- _Written request_
Reproduce the listing below verbatim, from its first line through the line containing "x=172, y=206", including both of those lines.

[Begin]

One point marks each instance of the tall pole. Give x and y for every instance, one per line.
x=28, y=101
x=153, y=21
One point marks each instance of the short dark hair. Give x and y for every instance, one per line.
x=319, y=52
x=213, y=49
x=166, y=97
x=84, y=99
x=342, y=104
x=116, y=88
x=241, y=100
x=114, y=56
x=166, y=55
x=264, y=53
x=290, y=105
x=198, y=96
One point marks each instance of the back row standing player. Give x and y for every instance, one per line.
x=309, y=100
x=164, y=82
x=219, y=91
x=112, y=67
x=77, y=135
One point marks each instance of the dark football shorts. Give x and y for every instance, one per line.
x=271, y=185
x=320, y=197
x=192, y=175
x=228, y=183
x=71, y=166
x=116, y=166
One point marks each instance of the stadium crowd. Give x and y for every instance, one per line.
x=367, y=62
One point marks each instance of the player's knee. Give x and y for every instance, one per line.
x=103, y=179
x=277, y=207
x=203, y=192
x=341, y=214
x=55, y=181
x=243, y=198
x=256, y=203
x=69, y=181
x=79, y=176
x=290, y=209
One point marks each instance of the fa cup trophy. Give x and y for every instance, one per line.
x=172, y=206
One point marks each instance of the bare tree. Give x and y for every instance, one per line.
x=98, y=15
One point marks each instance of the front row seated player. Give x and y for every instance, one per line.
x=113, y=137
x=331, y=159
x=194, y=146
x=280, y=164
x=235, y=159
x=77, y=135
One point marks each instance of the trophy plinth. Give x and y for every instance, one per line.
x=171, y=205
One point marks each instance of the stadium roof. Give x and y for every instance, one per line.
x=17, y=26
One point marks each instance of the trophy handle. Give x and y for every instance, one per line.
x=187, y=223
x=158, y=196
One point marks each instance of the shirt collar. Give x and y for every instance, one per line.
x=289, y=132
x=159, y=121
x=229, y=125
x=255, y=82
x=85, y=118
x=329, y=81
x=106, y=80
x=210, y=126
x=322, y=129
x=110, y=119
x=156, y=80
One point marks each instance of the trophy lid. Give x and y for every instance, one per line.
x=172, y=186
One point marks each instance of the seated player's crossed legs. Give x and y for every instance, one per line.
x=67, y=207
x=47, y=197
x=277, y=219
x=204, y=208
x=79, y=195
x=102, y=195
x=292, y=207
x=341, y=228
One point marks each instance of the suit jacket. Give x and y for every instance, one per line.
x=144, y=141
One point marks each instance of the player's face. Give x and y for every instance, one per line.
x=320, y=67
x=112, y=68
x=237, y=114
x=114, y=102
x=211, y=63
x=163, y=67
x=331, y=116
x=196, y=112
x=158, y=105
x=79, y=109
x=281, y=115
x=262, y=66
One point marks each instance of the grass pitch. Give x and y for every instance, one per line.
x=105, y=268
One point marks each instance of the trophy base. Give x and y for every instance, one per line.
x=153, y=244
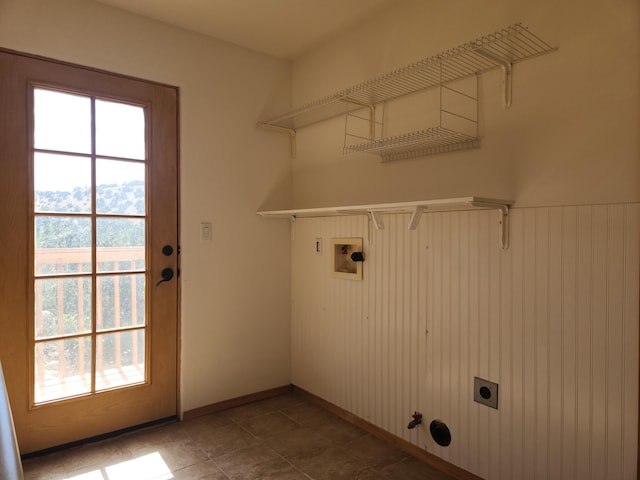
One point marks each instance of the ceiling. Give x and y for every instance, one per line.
x=282, y=28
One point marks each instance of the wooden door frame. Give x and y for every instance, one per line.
x=17, y=212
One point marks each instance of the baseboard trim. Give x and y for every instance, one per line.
x=413, y=450
x=235, y=402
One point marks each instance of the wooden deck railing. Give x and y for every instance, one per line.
x=115, y=261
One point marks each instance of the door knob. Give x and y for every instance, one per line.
x=166, y=274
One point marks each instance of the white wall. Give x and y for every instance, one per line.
x=235, y=290
x=553, y=320
x=570, y=137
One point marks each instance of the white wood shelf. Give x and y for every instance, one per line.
x=374, y=211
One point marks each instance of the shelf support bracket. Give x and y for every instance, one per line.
x=377, y=221
x=415, y=217
x=372, y=114
x=507, y=73
x=290, y=131
x=504, y=219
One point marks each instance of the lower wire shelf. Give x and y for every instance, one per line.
x=423, y=142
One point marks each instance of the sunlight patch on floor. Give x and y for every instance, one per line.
x=147, y=467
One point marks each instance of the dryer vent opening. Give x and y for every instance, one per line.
x=440, y=433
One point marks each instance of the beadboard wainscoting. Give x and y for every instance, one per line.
x=553, y=320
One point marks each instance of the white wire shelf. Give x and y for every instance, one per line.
x=424, y=142
x=510, y=45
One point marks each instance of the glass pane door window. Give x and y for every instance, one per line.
x=89, y=235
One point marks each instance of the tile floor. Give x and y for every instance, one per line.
x=285, y=437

[End]

- _Expected answer_
One point marks each instance of the tall pole. Give x and y for every instance, one per line.
x=28, y=101
x=153, y=21
One point marks each instance of the short dark hair. Give x and y for every instance, one per line.
x=319, y=52
x=213, y=49
x=166, y=97
x=84, y=99
x=342, y=104
x=116, y=88
x=241, y=100
x=114, y=56
x=166, y=55
x=264, y=53
x=290, y=105
x=198, y=96
One point marks each instance of the back row standing player. Give x and y for every instance, one per line.
x=309, y=100
x=164, y=82
x=219, y=91
x=112, y=67
x=77, y=135
One point marks each instance of the dark football shorts. Give x and y for every instance, one per line.
x=271, y=185
x=320, y=197
x=192, y=175
x=228, y=183
x=71, y=166
x=116, y=166
One point marks each instance of the stadium crowd. Give x and y for every instance, one per line.
x=367, y=62
One point marks each instance of the player's knee. Give x and y for every instance, one per line.
x=103, y=179
x=277, y=207
x=203, y=192
x=341, y=214
x=55, y=181
x=243, y=198
x=256, y=203
x=69, y=181
x=79, y=176
x=290, y=209
One point marks each instance of the fa cup trophy. Give x and y for every instance, one per line.
x=172, y=206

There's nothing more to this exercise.